指示:
[A] コンタクトセンターに関する記事のうち、「本記事ではコンタクトセンター」を含む箇所から書き始め、「コンタクトセンターとは?コールセンターと何が違う?」の後で止めて再掲する。その際、「顧客満足度」を「利用者満足度」に差し替えること。
[B] コンタクトセンターに関する記事によると、コンタクトセンターの運用を成功させるために必要なこととして何が挙げられているか。

提供テキスト:
____________

2025/01/24

ビジュアルIVR

コンタクトセンターとコールセンターの役割の違いとは?成功させる3つのポイントも解説

ECサイトなどの普及に伴い、顧客と企業が対面でコミュニケーションを取る機会は、かつてに比べ減少しているといえるでしょう。そんななか、製品やサービスの情報収集、予約、アフターサポートといった場面で、コンタクトセンターは顧客との重要な接点となり、果たす役割が大きくなっています。

本記事ではコンタクトセンターの役割やコールセンターとの違い、コンタクトセンターの運用を成功させるポイントなどについて解説します。コンタクトセンターの必要性を検討している企業の担当者様は、ぜひ参考にしてください。

この記事の内容
  • コンタクトセンターには、問い合わせ・クレームへの対応、顧客満足度の向上、付加価値の向上などの目的がある
  • コミュニケーション手段の多様化、顧客体験(CX)の重要性増加、DXの推進などにより、コンタクトセンターが注目されている
  • コンタクトセンターの運用を成功させるためには、自社に適したシステムの導入、役割や対応領域の明確化、社内環境の整備などが必要

コンタクトセンターとは?コールセンターと何が違う?

コンタクトセンターとは、主に消費者からの問い合わせに対応する部署や組織のことです。まずは、コンタクトセンターの役割やコールセンターとの違いについて解説します。

コンタクトセンターの役割とは?

コンタクトセンターでは、さまざまなコミュニケーションツールを用いた消費者からの問い合わせに対応しています。具体的なコミュニケーションツールは以下の通りです。

____________

データ抜粋:
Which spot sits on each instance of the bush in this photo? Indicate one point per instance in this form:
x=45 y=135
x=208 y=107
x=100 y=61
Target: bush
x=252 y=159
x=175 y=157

____________

回答一覧:
[A]
本記事ではコンタクトセンターの役割やコールセンターとの違い、コンタクトセンターの運用を成功させるポイントなどについて解説します。コンタクトセンターの必要性を検討している企業の担当者様は、ぜひ参考にしてください。

この記事の内容
  • コンタクトセンターには、問い合わせ・クレームへの対応、利用者満足度の向上、付加価値の向上などの目的がある
  • コミュニケーション手段の多様化、顧客体験(CX)の重要性増加、DXの推進などにより、コンタクトセンターが注目されている
  • コンタクトセンターの運用を成功させるためには、自社に適したシステムの導入、役割や対応領域の明確化、社内環境の整備などが必要

コンタクトセンターとは?コールセンターと何が違う?

[B] 自社に適したシステムの導入、役割や対応領域の明確化、社内環境の整備など。